## Work to do
Rewrite all of the records, substituting "occurrence" for every "instance" and leaving everything else unchanged.

========

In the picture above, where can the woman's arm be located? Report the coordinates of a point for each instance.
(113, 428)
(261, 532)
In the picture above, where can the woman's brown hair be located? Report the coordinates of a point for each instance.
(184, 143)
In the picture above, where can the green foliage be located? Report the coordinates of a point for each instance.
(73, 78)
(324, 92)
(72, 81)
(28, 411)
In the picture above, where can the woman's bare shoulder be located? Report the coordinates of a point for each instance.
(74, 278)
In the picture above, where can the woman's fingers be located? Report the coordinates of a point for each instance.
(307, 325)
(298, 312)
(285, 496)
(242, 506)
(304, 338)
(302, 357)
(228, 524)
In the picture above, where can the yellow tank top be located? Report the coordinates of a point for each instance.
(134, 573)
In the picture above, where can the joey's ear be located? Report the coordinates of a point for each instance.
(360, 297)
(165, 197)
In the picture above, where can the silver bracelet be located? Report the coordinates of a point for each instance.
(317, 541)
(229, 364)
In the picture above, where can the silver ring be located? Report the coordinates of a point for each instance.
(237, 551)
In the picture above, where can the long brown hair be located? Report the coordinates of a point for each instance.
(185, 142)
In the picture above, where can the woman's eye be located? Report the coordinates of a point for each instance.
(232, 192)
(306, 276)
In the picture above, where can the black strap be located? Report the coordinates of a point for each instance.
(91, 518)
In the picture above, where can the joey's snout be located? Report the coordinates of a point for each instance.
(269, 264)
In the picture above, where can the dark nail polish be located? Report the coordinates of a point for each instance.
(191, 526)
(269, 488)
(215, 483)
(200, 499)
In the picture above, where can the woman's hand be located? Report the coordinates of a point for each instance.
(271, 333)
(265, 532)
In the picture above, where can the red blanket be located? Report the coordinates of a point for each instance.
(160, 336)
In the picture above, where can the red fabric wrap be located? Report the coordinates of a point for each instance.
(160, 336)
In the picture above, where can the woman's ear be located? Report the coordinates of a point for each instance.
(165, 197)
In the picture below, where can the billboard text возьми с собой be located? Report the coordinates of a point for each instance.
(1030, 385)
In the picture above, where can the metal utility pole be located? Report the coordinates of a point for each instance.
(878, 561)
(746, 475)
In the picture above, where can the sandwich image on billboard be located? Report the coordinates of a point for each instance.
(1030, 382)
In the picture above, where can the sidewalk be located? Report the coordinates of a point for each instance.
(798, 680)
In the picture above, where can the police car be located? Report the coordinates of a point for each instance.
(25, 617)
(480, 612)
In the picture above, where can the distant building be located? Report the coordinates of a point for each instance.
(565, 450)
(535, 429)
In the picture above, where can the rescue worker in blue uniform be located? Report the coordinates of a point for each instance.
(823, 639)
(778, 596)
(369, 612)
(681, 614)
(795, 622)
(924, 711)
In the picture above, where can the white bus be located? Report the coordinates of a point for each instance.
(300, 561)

========

## Reply
In the picture above, where can the woman's arm be located? Report the coordinates of a point for each occurrence.
(113, 428)
(261, 532)
In the picture above, where can the woman's brown hair be located? Report the coordinates of a point for each occurrence.
(184, 143)
In the picture above, where can the green foliage be located? Report the coordinates of a point for each occurrence.
(73, 78)
(324, 92)
(72, 81)
(28, 411)
In the picture above, where can the woman's bare shoulder be located? Report the coordinates of a point for each occurrence.
(74, 278)
In the picture above, where can the woman's fingers be located? Report the coordinates of a point for each occurrence.
(307, 325)
(298, 312)
(285, 496)
(242, 506)
(304, 338)
(302, 357)
(228, 524)
In the picture above, where can the yellow tank top be located? Report the coordinates of a point for each occurrence.
(134, 573)
In the picture above, where can the joey's ear be located? Report the coordinates of a point for each occurrence.
(360, 297)
(165, 197)
In the picture above, where can the silver bracelet be located? Report the coordinates of a point for each occurrence.
(317, 541)
(229, 364)
In the picture above, where can the silver ring be located? Report the coordinates of a point for each occurrence.
(237, 551)
In the picture above, where can the long brown hair be located? Report the coordinates of a point for each occurrence.
(185, 142)
In the picture above, where can the woman's eye be located? Report the coordinates of a point for each occurrence.
(232, 192)
(306, 276)
In the picture above, where can the black strap be located? Report the coordinates of a point for each occurrence.
(91, 518)
In the picture above, where can the joey's snout be located? Report the coordinates of a point for each occurrence.
(269, 264)
In the picture above, where can the dark nail polish be located? Report the coordinates of a point for each occurrence.
(191, 526)
(269, 488)
(215, 483)
(200, 499)
In the picture above, where can the woman's hand be located? Report the coordinates of a point for each occurrence.
(271, 333)
(265, 532)
In the picture above, where can the red blanket be located? Report the coordinates of a point for each occurrence.
(160, 336)
In the picture above, where can the red fabric wrap be located? Report the coordinates of a point for each occurrence.
(160, 336)
In the picture above, where can the woman's ear be located? Report the coordinates of a point for each occurrence.
(165, 197)
In the picture below, where can the billboard text возьми с собой be located? Report the coordinates of a point for each occurrence.
(1030, 385)
In the picture above, where can the metal utility pole be located? Report the coordinates of a point for each occurrence.
(878, 561)
(746, 475)
In the picture above, where can the sandwich image on billboard be located? Report the coordinates of a point for each occurrence.
(1030, 382)
In the picture above, where can the sidewalk be located? Report the coordinates of a point for each occurrence.
(798, 680)
In the picture above, where can the police car be located? Report the coordinates of a point for each occurrence.
(25, 617)
(480, 612)
In the picture above, where can the distant building be located? Report the coordinates of a point for each occurrence.
(565, 450)
(535, 429)
In the picture above, where can the rescue worker in blue uniform be located? Report the coordinates of a point for each occurrence.
(823, 639)
(778, 596)
(369, 612)
(681, 614)
(795, 622)
(924, 711)
In the picture above, where can the white bus be located? Report the coordinates of a point for each occurrence.
(300, 561)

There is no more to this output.